* EXERCISE DIRECTIONS: Output the entries verbatim, including every line.
- - -
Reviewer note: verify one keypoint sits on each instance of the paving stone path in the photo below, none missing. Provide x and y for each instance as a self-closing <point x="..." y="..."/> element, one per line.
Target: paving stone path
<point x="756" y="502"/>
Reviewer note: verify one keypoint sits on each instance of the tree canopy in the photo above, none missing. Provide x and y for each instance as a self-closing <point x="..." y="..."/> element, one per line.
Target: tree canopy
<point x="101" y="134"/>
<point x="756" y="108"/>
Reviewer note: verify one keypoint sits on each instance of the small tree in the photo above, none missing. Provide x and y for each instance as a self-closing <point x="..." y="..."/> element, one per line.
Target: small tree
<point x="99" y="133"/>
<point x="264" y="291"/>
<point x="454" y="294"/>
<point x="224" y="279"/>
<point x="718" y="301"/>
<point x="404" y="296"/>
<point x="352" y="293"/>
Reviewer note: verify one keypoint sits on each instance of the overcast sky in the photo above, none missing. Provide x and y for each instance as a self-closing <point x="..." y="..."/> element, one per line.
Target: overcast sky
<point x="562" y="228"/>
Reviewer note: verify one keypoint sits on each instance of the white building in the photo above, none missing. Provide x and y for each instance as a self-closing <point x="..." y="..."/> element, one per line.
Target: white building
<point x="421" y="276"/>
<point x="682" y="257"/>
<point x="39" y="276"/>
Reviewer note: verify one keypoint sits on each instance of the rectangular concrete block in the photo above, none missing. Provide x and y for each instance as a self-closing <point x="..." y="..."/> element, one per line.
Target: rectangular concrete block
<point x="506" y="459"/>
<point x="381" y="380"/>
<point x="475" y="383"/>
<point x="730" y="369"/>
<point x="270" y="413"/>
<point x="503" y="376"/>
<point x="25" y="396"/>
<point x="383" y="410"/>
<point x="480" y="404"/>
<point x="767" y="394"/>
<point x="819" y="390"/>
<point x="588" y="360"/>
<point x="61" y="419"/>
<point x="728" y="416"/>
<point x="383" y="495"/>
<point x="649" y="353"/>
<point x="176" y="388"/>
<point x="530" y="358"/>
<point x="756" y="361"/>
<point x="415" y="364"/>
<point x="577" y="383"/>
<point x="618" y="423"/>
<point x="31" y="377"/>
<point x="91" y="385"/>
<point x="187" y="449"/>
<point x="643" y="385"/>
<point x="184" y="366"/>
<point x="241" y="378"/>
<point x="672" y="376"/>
- - -
* THE ANSWER:
Reviewer note: verify one keypoint sits on each instance of the paving stone path in the photo below, none missing. Provide x and y for each instance as a self-closing <point x="..." y="..."/> element, one per line.
Target: paving stone path
<point x="756" y="502"/>
Reviewer note: verify one keypoint sits on each instance of the tree canopy in the photo above, none missing. Provide x and y for each instance as a self-closing <point x="..." y="..."/> element, one per line.
Target: tree canopy
<point x="101" y="134"/>
<point x="756" y="108"/>
Reviewer note: verify one keypoint sits on each instance of the small tree in the photo above, none missing. Provide x and y for each instance as a self-closing <point x="..." y="..."/> element, one per line.
Target: small tree
<point x="99" y="133"/>
<point x="264" y="291"/>
<point x="454" y="294"/>
<point x="224" y="279"/>
<point x="718" y="301"/>
<point x="404" y="296"/>
<point x="352" y="293"/>
Reviewer note: verify one keypoint sits on each instance of the overcast sky in the photo above, none missing. Provide x and y for each instance as a self-closing <point x="..." y="..."/> element, one per line.
Target: overcast sky
<point x="562" y="228"/>
Reviewer note: verify one keypoint sits on each instance of the white building in the photo above, none missing. Provide x and y for each instance as a self-closing <point x="..." y="..."/> element, one per line.
Target: white building
<point x="421" y="276"/>
<point x="682" y="257"/>
<point x="39" y="276"/>
Reviewer note: verify one keypoint sits on each instance of the rectangular concrete block in the photo above, none missing. Provide x and y for each instance as a self-closing <point x="..." y="..."/> element, one per line.
Target: rectangular concrete block
<point x="506" y="459"/>
<point x="381" y="380"/>
<point x="475" y="383"/>
<point x="730" y="369"/>
<point x="270" y="413"/>
<point x="503" y="376"/>
<point x="25" y="396"/>
<point x="383" y="410"/>
<point x="480" y="404"/>
<point x="767" y="394"/>
<point x="819" y="390"/>
<point x="588" y="360"/>
<point x="61" y="419"/>
<point x="728" y="416"/>
<point x="383" y="495"/>
<point x="649" y="353"/>
<point x="176" y="388"/>
<point x="530" y="358"/>
<point x="756" y="361"/>
<point x="415" y="364"/>
<point x="577" y="383"/>
<point x="618" y="423"/>
<point x="31" y="377"/>
<point x="91" y="385"/>
<point x="187" y="449"/>
<point x="643" y="385"/>
<point x="184" y="366"/>
<point x="241" y="378"/>
<point x="672" y="376"/>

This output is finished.